Task prompt:
The records below need to be repeated exactly, though not their pictures.

Extracted records
§ §

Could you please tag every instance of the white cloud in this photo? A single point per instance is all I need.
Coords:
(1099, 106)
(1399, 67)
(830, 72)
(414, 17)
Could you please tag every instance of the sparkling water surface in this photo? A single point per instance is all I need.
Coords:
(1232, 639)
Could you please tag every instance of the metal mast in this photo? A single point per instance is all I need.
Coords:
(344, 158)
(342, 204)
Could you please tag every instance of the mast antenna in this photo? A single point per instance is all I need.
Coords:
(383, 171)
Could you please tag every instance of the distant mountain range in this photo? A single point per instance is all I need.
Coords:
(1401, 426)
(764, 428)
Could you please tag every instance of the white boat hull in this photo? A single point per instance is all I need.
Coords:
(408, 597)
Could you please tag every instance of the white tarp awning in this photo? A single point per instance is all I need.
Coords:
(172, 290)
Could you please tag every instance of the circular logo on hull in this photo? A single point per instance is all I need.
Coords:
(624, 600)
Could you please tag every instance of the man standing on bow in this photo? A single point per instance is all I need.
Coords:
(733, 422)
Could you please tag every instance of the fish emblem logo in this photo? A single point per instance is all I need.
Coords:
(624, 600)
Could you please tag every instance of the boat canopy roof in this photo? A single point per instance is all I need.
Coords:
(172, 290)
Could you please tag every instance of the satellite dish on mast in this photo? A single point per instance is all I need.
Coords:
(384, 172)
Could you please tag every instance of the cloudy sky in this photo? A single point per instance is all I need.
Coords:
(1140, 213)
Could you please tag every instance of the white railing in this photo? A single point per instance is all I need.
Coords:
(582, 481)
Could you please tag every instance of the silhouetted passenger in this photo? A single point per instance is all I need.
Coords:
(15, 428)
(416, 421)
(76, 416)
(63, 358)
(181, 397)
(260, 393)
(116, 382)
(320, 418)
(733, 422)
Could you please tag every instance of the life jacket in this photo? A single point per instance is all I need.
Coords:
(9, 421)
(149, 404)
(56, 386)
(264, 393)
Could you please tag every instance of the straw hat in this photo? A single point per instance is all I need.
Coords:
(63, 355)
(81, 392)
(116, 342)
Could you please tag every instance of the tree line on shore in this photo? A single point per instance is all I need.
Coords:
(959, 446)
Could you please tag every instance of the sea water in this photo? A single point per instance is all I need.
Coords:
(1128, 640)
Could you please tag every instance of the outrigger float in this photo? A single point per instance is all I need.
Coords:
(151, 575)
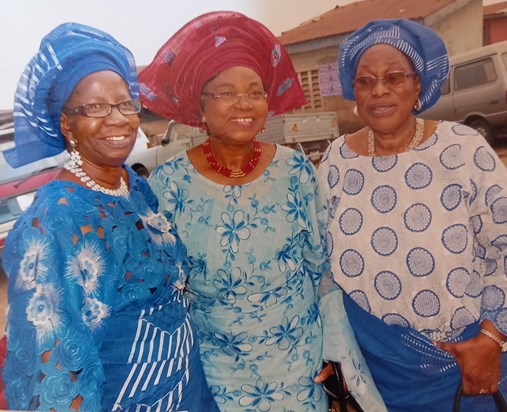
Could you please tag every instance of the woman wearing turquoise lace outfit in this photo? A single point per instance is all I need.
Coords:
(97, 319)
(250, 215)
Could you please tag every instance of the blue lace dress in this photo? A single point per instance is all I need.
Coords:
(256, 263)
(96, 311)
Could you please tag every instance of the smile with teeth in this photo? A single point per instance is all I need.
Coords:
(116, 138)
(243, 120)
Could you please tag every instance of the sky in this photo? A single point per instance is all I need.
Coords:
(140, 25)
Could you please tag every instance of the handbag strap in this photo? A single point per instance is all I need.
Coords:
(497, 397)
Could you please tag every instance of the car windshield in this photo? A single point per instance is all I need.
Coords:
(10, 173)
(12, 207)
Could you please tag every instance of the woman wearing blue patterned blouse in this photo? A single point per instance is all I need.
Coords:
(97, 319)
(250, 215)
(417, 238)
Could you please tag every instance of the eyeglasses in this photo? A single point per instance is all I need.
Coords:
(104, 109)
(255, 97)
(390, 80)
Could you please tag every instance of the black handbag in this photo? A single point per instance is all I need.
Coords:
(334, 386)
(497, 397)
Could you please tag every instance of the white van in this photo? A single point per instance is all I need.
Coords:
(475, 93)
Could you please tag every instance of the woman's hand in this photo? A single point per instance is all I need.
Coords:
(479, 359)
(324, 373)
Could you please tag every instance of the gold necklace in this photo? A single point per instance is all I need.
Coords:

§ §

Output below:
Could you please tag every instance of the white cloud in this photo? A single point per instance is all I need.
Coords:
(1099, 106)
(1399, 67)
(830, 72)
(414, 17)
Could you please tag every instance of the sparkling water surface in this photo? A single point per instance is all I need.
Coords:
(1232, 639)
Could you please tag every instance of the metal mast in this photo? A single point per instance is all I need.
Coords:
(344, 158)
(342, 204)
Could you please tag every instance of the mast antenna in this photo? A single point per instance is all I need.
Coords:
(383, 171)
Could you please tag every instance of the distant mountain range in this photo? A single point per instance is all I need.
Coords:
(1401, 426)
(764, 428)
Could you please tag every instance of the white boat hull in this photo? A single point per instance is all I need.
Coords:
(408, 597)
Could you please tag every instance of the white tarp awning in this photo? A single point per instance is all I need.
Coords:
(172, 290)
Could you please tag every instance of the circular logo on hull in this photo? A single point per instance is all I need.
Coords:
(624, 600)
Could you please tag every instance of the man standing on bow in this photo? A single point per instance is all I need.
Coords:
(733, 422)
Could you please tag every instance of the fish emblem logo in this photo? A single point per instance is all I need.
Coords:
(624, 600)
Could you please tag every instance of the boat canopy roof in this photo? A single point per instance is all I need.
Coords:
(172, 290)
Could you please tag every instance of the satellite dish on mast in this photo? A single point per instance is all I need.
Coords:
(384, 172)
Could you please tag every instance of the cloudy sky in this photo? A single point per instance is all I need.
Coords:
(1140, 213)
Could you please tag every instance of the white railing in this photo? A single point per instance is all I need.
Coords:
(582, 481)
Could you please tag every instance of the silhouetted passenger in this photo? A single point per instance is all I need.
Coords:
(15, 428)
(416, 421)
(76, 416)
(63, 358)
(181, 397)
(260, 393)
(116, 382)
(320, 418)
(733, 422)
Could you please tag every instance of the life jacket in this photo? A single point per instance is all I need.
Coords:
(9, 421)
(149, 404)
(56, 386)
(264, 393)
Could you please tag every instance of the straw hat in this photo? A single point per instance is all I need.
Coords:
(63, 355)
(81, 392)
(116, 342)
Could you please tag every instance of the tree line on shore in this photo? A single point per instance is all I need.
Coords:
(959, 446)
Could you please tag every instance of the sea water in this photo? A single point per instance is all I need.
Coords:
(1128, 640)
Could you please tag every instance of the outrigger float in this photo? A single point per instance is all I need.
Coords:
(151, 575)
Could you please tag every instance of the woman wearing turquoise lace outfit in this photo? A single point per instance is all I need.
Coords:
(97, 319)
(250, 215)
Could you please tag every instance of the blue lace dress in this photo? A single point per instance is all I need.
Coords:
(256, 263)
(96, 311)
Could you please tag every instance of the smile with teeth in this photo? A single point per instance is all I need.
Coords:
(116, 138)
(243, 120)
Could you please tag every instance of the sky in this photo? A single point per instance is all I need.
Coords:
(140, 25)
Could you please tag every instance of the handbag strap in this photo? A single point per instance is all I need.
Coords:
(497, 397)
Could you please tag every instance of the car windshield in this photo? A single point per instance is all I need.
Coords:
(10, 173)
(12, 207)
Could you please tag every instance of the woman wearing blue patterned blouse in this photo? A single point per instance is all I need.
Coords:
(97, 319)
(250, 215)
(417, 238)
Could you please tag every instance of the eyeglasses in this photo? A single point per instance is all I need.
Coords:
(104, 109)
(255, 97)
(390, 80)
Could you please tag every instance of the black handbag in this photo? A single point per instance is all I need.
Coords:
(334, 386)
(497, 397)
Could you please tag every instance of the white van in this photo? A single point per instance is all I need.
Coords:
(475, 93)
Could you please tag every instance of the woman's hand in this photo? A single point per instance is all I need.
Coords:
(479, 359)
(324, 373)
Could you please tag every instance of the gold necklace in this photo? A single point per instance is all I need.
Coords:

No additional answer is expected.